Small-scale gold mining has destroyed more than 170,000 acres of primary rainforest in the Peruvian Amazon in the past five years, according to a new analysis by scientists at Wake Forest University’s Center for Amazonian Scientific Innovation (CINCIA).

That’s an area larger than San Francisco and 30 percent more than previously reported.

“The scale of the deforestation is really shocking,” said Luis Fernandez, executive director of CINCIA and research associate professor in the department of biology. “In 2013, the first comprehensive look at Peruvian rainforest lost from mining showed 30,000 hectares. Five years later, we have found nearly 100,000 hectares of deforested landscape.”

The scientists at CINCIA, based in the Madre de Dios region of Peru, have developed a new data fusion method to identify areas destroyed by this small- or artisanal-scale mining. Combining existing CLASlite forest monitoring technology and Global Forest Change data sets on forest loss, this new deforestation detection tool is 20-25 percent more accurate than those used previously.

Both CLASlite and the Global Forest map use different kinds of information from light waves to show changes in the landscape. “Combining the two methods gives us really good information about the specific kind of deforestation we’re looking for,” said Miles Silman, associate director of science for CINCIA and director of Wake Forest’s Center for Energy, Environment, and Sustainability (CEES). Silman has researched biodiversity and ecology in the Western Amazon and Andes for more than 25 years.

Artisanal-scale gold mining has been hard to detect because its aftereffects can masquerade as natural wetlands from a satellite view. But the damage is extensive. Small crews of artisanal miners don’t expect to hit the mother lode. Rather, miners set out to collect the flakes of gold in rainforest.

- - - -

▶ **Exercise requirements**:
Please sum up the article on gold mining in the Peruvian Amazon above in two sentences.

- - - -

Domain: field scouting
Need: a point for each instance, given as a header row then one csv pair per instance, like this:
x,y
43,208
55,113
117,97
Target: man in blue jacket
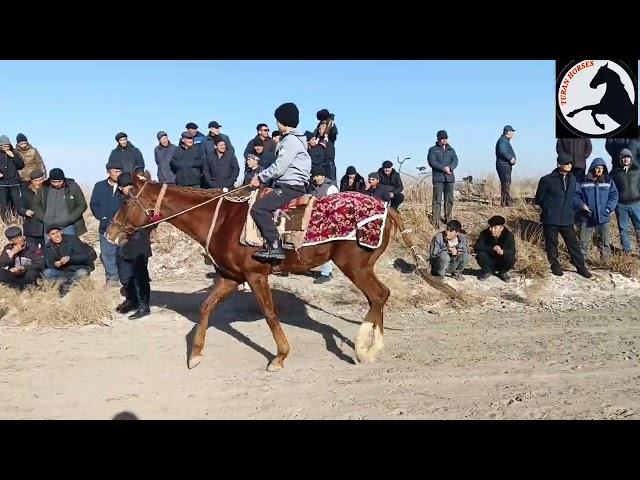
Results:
x,y
105,201
443,161
505,160
596,197
556,195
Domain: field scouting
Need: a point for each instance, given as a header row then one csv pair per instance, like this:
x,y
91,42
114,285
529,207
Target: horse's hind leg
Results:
x,y
260,286
221,289
377,294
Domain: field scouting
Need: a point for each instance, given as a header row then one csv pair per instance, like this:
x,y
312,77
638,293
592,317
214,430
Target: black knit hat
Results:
x,y
496,220
288,114
13,232
56,174
318,170
564,159
125,179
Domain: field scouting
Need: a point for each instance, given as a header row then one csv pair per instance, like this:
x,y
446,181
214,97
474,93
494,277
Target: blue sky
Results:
x,y
71,110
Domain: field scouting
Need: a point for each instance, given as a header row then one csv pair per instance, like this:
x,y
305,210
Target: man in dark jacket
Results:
x,y
496,250
615,145
105,202
21,261
252,169
10,163
263,133
505,160
352,181
67,258
579,149
596,197
127,155
61,203
390,178
626,175
443,161
214,131
555,195
377,190
187,163
222,169
133,262
265,157
163,153
33,228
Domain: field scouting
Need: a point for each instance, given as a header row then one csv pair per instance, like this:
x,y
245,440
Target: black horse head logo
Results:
x,y
615,102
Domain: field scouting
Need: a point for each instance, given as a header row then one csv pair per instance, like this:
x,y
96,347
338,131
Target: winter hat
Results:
x,y
318,170
564,159
288,114
37,173
56,174
496,220
13,232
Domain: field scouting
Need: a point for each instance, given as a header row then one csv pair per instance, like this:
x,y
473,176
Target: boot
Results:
x,y
272,251
142,311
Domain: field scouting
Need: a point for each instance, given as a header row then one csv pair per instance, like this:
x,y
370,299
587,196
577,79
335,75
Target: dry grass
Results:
x,y
85,304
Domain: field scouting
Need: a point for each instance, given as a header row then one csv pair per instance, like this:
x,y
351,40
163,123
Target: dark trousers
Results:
x,y
9,198
397,200
262,211
440,190
134,277
504,174
492,262
571,241
29,277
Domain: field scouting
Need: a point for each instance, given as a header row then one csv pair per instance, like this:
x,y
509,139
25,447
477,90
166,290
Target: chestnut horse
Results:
x,y
192,211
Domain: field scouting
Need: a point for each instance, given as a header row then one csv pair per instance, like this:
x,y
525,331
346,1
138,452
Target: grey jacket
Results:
x,y
439,245
293,163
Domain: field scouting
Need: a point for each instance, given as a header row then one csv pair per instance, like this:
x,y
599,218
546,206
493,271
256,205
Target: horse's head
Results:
x,y
135,212
604,75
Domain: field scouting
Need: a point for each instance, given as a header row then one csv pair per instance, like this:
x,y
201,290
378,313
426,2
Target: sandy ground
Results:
x,y
566,349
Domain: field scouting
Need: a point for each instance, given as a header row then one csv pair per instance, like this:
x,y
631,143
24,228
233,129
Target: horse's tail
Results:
x,y
421,264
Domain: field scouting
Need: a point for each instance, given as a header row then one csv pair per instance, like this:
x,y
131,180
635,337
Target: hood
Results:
x,y
626,152
598,162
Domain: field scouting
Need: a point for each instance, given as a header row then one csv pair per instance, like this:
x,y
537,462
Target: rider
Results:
x,y
291,173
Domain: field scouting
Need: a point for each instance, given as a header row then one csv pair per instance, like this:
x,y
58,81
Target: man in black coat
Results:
x,y
33,227
391,179
127,155
496,250
555,195
579,149
133,260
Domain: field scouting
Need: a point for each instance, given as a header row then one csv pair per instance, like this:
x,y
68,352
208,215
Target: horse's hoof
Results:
x,y
194,361
272,367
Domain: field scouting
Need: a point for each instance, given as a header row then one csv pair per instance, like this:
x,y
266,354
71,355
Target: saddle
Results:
x,y
291,220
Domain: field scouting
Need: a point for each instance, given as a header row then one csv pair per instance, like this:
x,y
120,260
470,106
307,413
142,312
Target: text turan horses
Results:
x,y
235,264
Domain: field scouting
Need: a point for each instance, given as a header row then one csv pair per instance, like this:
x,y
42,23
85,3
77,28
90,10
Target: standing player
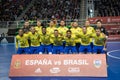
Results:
x,y
99,42
70,41
45,42
34,41
51,28
26,27
85,41
62,29
38,28
90,30
102,29
75,31
22,45
56,39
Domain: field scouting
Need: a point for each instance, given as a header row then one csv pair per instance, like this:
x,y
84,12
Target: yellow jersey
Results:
x,y
85,38
62,30
34,39
38,29
50,30
90,30
76,31
57,41
22,41
99,40
45,39
70,41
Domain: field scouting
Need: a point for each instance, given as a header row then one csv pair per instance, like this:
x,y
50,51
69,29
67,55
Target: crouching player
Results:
x,y
34,41
56,39
99,42
22,44
85,41
70,41
45,46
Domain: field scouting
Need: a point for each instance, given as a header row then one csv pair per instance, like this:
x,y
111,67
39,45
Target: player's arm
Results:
x,y
105,41
16,43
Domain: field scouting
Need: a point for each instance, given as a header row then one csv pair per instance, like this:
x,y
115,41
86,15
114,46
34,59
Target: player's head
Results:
x,y
62,23
98,31
75,24
20,32
51,23
56,32
26,24
84,29
99,23
33,30
44,30
38,23
68,33
87,23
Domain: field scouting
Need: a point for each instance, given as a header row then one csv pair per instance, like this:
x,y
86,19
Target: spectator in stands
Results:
x,y
26,27
99,25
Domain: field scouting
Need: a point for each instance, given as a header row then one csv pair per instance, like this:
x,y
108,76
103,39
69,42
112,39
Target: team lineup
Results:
x,y
61,40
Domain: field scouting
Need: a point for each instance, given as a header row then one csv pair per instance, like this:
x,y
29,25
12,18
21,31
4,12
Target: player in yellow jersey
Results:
x,y
34,41
38,28
90,30
57,41
51,28
22,45
85,41
75,31
62,29
45,42
99,42
70,41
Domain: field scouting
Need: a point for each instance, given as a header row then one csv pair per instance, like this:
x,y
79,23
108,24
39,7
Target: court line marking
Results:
x,y
113,42
113,56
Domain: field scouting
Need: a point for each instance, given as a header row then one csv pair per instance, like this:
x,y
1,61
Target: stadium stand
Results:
x,y
11,9
60,9
107,7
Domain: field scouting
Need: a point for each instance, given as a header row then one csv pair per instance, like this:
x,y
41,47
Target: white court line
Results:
x,y
113,56
113,42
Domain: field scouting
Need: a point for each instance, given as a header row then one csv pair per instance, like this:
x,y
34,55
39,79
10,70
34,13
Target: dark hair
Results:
x,y
98,28
68,31
43,27
99,21
55,30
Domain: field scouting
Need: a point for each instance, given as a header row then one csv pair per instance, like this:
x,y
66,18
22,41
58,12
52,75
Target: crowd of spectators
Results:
x,y
60,9
11,9
107,7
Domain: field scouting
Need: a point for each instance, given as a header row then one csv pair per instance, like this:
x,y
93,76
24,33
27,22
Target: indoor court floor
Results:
x,y
113,60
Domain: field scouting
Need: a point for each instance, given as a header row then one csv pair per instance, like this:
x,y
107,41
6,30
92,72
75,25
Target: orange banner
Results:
x,y
91,65
105,19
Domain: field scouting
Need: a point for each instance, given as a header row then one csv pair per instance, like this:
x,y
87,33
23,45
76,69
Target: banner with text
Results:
x,y
105,19
91,65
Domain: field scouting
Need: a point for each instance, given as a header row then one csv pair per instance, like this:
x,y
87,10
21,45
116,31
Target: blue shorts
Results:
x,y
57,49
85,48
23,50
34,50
45,48
70,49
97,49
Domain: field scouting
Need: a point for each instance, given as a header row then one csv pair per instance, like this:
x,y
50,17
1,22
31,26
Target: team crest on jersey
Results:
x,y
97,63
17,64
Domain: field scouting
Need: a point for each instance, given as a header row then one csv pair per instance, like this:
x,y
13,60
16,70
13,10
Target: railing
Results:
x,y
19,24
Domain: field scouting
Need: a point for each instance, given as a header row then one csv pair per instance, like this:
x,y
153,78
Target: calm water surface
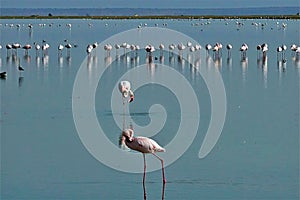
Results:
x,y
256,157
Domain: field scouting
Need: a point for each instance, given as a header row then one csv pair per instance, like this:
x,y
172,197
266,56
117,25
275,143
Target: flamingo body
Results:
x,y
125,89
143,145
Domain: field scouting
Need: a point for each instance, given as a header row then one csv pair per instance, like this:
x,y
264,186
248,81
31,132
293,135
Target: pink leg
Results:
x,y
162,167
144,176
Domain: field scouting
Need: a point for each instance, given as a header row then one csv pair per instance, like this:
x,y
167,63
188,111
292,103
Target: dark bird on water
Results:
x,y
3,75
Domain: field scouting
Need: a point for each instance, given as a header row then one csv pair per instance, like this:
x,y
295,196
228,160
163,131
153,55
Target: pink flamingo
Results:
x,y
26,47
125,89
143,145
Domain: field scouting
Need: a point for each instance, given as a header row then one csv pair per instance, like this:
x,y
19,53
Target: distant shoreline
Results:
x,y
156,17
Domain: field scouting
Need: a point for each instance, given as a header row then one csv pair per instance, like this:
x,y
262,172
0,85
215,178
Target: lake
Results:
x,y
62,116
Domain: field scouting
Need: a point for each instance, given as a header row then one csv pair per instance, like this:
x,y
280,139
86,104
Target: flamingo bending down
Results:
x,y
26,47
125,89
143,145
229,47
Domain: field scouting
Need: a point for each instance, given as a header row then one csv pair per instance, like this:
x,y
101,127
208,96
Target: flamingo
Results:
x,y
45,48
229,47
117,47
197,47
143,145
26,47
16,46
208,48
124,46
161,47
279,51
37,48
89,48
68,46
293,48
149,49
8,47
95,45
171,48
3,75
258,48
264,48
181,47
107,48
125,89
60,48
189,44
284,48
244,49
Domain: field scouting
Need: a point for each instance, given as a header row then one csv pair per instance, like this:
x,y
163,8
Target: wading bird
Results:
x,y
125,89
143,145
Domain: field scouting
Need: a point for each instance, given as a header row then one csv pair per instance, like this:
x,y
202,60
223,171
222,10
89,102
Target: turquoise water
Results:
x,y
256,156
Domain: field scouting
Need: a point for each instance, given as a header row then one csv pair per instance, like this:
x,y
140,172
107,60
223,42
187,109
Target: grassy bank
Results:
x,y
157,17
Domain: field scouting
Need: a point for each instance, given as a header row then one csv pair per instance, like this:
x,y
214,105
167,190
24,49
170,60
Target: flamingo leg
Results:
x,y
162,167
144,176
123,99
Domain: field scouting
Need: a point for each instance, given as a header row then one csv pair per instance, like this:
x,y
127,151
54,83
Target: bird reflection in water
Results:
x,y
265,70
60,61
244,65
45,61
69,60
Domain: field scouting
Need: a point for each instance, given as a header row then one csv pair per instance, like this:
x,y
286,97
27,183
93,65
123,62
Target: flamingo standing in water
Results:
x,y
89,49
264,48
279,52
16,46
107,48
143,145
37,48
208,48
258,48
161,47
117,47
68,46
244,49
60,48
125,89
26,47
8,47
229,47
284,48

- - - -

▶ **Written answer**:
A new analysis by scientists at Wake Forest University's Center for Amazonian Scientific Innovation (CINCIA) finds that small-scale gold mining has destroyed more than 170,000 acres of primary rainforest in the Peruvian Amazon in the past five years, an area larger than San Francisco and 30 percent more than previously reported. To identify this damage, which can look like natural wetlands from a satellite view, the scientists developed a new method that combines CLASlite forest monitoring technology and Global Forest Change data sets and is 20-25 percent more accurate than earlier tools.